Saved data entries:
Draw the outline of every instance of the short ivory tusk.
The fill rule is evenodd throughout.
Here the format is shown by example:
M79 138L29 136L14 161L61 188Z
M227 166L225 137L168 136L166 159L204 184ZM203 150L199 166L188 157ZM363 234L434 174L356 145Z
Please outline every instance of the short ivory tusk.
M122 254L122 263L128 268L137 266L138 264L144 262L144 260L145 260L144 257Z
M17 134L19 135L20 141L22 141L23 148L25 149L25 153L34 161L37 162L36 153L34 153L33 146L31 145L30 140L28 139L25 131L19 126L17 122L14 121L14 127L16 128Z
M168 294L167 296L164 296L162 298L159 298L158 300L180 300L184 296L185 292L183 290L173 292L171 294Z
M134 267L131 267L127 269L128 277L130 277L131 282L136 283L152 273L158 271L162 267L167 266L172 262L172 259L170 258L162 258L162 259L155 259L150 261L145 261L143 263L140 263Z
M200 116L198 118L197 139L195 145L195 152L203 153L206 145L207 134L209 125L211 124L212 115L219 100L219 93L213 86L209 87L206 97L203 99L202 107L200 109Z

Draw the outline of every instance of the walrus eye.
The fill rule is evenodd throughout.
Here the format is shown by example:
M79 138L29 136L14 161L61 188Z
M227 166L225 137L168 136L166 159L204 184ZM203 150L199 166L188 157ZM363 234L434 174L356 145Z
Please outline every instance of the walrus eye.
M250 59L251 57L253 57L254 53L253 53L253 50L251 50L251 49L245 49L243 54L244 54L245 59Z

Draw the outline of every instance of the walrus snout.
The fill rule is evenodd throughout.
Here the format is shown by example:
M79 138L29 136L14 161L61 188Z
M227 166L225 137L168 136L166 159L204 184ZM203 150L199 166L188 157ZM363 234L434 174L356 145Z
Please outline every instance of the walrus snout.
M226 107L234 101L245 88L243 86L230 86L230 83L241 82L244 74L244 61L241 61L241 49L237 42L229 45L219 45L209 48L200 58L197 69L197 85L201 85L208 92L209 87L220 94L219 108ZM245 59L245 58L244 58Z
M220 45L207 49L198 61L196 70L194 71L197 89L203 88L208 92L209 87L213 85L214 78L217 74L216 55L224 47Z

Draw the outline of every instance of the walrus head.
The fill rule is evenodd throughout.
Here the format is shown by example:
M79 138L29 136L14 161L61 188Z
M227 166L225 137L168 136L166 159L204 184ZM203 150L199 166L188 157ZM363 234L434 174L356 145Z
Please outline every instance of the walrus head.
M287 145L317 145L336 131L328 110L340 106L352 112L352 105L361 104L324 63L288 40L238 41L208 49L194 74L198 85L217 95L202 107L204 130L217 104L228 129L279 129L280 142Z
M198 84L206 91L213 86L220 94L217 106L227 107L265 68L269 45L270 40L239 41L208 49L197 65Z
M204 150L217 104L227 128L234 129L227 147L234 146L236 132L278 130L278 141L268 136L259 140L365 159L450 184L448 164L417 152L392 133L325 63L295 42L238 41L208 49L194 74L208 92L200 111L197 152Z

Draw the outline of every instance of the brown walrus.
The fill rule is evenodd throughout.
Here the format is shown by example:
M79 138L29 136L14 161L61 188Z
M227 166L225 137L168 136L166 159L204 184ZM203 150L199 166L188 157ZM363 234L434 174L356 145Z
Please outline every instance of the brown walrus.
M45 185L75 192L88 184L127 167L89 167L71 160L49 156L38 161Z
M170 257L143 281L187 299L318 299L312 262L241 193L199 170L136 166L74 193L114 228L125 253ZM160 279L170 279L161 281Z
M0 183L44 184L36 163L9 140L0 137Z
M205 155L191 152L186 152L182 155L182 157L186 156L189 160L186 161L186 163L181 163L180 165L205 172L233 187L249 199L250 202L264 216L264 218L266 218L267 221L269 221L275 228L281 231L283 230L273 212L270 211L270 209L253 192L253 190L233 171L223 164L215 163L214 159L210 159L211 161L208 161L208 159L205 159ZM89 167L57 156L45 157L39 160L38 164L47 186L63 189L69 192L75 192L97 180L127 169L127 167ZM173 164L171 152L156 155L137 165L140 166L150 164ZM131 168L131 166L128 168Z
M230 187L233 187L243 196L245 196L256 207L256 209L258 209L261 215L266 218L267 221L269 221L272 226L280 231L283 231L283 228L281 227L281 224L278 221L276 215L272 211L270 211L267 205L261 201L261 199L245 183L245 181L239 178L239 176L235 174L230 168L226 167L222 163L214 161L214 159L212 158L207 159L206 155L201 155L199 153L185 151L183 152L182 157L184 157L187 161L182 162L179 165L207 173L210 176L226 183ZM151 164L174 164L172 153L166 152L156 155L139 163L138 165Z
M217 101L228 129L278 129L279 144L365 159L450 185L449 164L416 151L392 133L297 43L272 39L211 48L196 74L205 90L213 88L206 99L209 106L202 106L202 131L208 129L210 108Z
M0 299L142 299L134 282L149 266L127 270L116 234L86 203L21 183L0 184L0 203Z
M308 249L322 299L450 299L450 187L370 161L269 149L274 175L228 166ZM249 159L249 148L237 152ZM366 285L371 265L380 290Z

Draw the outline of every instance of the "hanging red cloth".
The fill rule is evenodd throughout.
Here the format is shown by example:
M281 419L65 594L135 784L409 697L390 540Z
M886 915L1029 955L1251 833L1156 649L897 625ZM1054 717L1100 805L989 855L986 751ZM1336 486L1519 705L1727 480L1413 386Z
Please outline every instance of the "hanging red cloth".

Problem details:
Return each entry exactly. Leave none out.

Response:
Draw the outline of every instance of the short ivory tusk.
The fill rule is evenodd throughout.
Here the format is shown by example:
M79 138L29 136L14 161L61 188Z
M227 166L225 137L168 136L166 159L204 184ZM203 150L199 166L188 157ZM363 234L434 174L356 145Z
Please outline every instance of the short ivory tusk.
M122 254L122 263L128 268L137 266L138 264L144 262L144 260L145 260L144 257Z
M17 134L19 135L20 141L22 141L23 148L25 149L25 153L34 161L37 162L36 153L34 153L33 146L31 145L30 140L28 139L25 131L19 126L17 122L14 121L14 127L16 128Z
M168 294L167 296L164 296L162 298L159 298L158 300L180 300L184 296L185 292L183 290L173 292L171 294Z
M134 267L131 267L127 269L128 277L130 277L131 282L136 283L152 273L158 271L162 267L167 266L172 262L172 259L170 258L162 258L162 259L155 259L150 261L145 261L143 263L140 263Z
M200 116L198 118L197 139L195 145L195 152L203 153L206 145L207 134L209 125L211 124L212 115L219 100L219 93L213 86L209 87L206 97L203 99L202 107L200 109Z

Draw the outline of every instance of the walrus eye.
The fill rule is evenodd throughout.
Here the format is shown by example:
M79 138L29 136L14 161L61 188Z
M227 166L225 137L168 136L166 159L204 184ZM203 150L199 166L188 157ZM363 234L434 174L356 145Z
Please outline every instance of the walrus eye.
M250 59L251 57L253 57L254 53L253 53L253 50L251 50L251 49L245 49L243 54L244 54L245 59Z

Draw the outline of every instance of the walrus snout.
The fill rule is evenodd throughout.
Here the format is shown by example:
M79 138L29 136L14 161L61 188Z
M227 166L225 137L168 136L166 159L204 184ZM203 150L199 166L188 157ZM363 234L434 174L356 145Z
Please outline every instance of the walrus snout.
M226 107L234 101L245 88L243 86L230 86L230 83L241 82L244 74L244 61L241 61L241 49L237 42L229 45L219 45L209 48L200 58L197 69L197 85L201 85L208 92L209 87L220 94L219 108ZM245 59L245 58L244 58Z
M220 45L207 49L198 61L196 70L194 71L197 89L203 88L208 92L209 87L213 85L214 78L217 74L216 55L224 47Z

Draw the outline of every instance of the walrus head.
The fill rule is evenodd throughout.
Here the format is shown by example:
M79 138L29 136L14 161L61 188Z
M227 166L225 137L168 136L166 159L204 184ZM203 150L199 166L188 157ZM363 234L434 174L356 145Z
Please outline every instance of the walrus head.
M287 145L317 145L336 131L328 110L340 106L352 112L352 105L361 104L324 63L288 40L238 41L208 49L194 74L198 85L217 95L202 107L204 130L217 104L228 129L279 129L280 142Z
M198 84L206 91L213 86L220 94L217 106L227 107L265 68L269 45L270 40L239 41L208 49L197 65Z
M204 150L217 104L227 128L234 129L227 147L234 146L236 132L278 130L278 141L268 136L259 140L365 159L450 184L448 164L417 152L392 133L325 63L295 42L238 41L208 49L194 74L208 92L200 111L197 152Z

Draw the outline of every instance of the brown walrus.
The fill rule is evenodd throughout.
Here the format is shown by example:
M79 138L29 136L14 161L61 188Z
M227 166L225 137L168 136L166 159L204 184ZM203 150L199 166L188 157ZM363 234L434 174L356 145Z
Please outline every instance of the brown walrus.
M45 185L75 192L88 184L127 167L89 167L71 160L49 156L38 161Z
M170 257L143 281L187 299L318 299L312 262L241 193L199 170L136 166L74 193L114 228L125 253ZM160 279L170 279L161 281Z
M0 183L44 184L36 163L9 140L0 137Z
M205 155L191 152L186 152L182 155L182 157L186 156L189 160L186 161L186 163L181 163L180 165L205 172L233 187L249 199L250 202L264 216L264 218L266 218L267 221L269 221L275 228L281 231L283 230L273 212L270 211L270 209L253 192L253 190L233 171L223 164L215 163L214 159L210 159L211 161L208 161L208 159L205 159ZM89 167L57 156L45 157L39 160L38 164L47 186L63 189L69 192L75 192L97 180L127 169L127 167ZM173 164L171 152L156 155L137 165L140 166L150 164ZM131 168L131 166L128 168Z
M230 187L233 187L243 196L245 196L256 207L256 209L258 209L261 215L266 218L267 221L269 221L272 226L280 231L283 231L283 228L281 227L281 224L278 221L276 215L272 211L270 211L267 205L261 201L261 199L245 183L245 181L239 178L239 176L235 174L230 168L226 167L222 163L214 161L214 159L212 158L207 159L206 155L201 155L199 153L185 151L183 152L182 157L184 157L187 161L182 162L179 165L207 173L210 176L226 183ZM151 164L174 164L172 153L166 152L156 155L139 163L138 165Z
M217 101L228 129L278 129L279 144L365 159L450 185L449 164L416 151L392 133L297 43L272 39L211 48L196 74L205 90L213 88L206 99L209 106L202 106L202 131L208 129L210 108Z
M0 299L142 299L134 282L149 266L127 270L116 234L86 203L21 183L0 184L0 203Z
M308 249L322 299L450 299L450 187L370 161L269 149L274 175L228 166ZM249 159L249 148L237 152ZM366 285L371 265L380 290Z

Draw the outline of every instance of the "hanging red cloth".
The fill rule is evenodd throughout.
Here the format is shown by example:
M281 419L65 594L135 784L409 697L390 540Z
M886 915L1029 955L1251 833L1156 649L897 625ZM1054 717L1100 805L989 855L986 751ZM1336 486L1519 705L1727 480L1413 386Z
Please outline every instance of the "hanging red cloth".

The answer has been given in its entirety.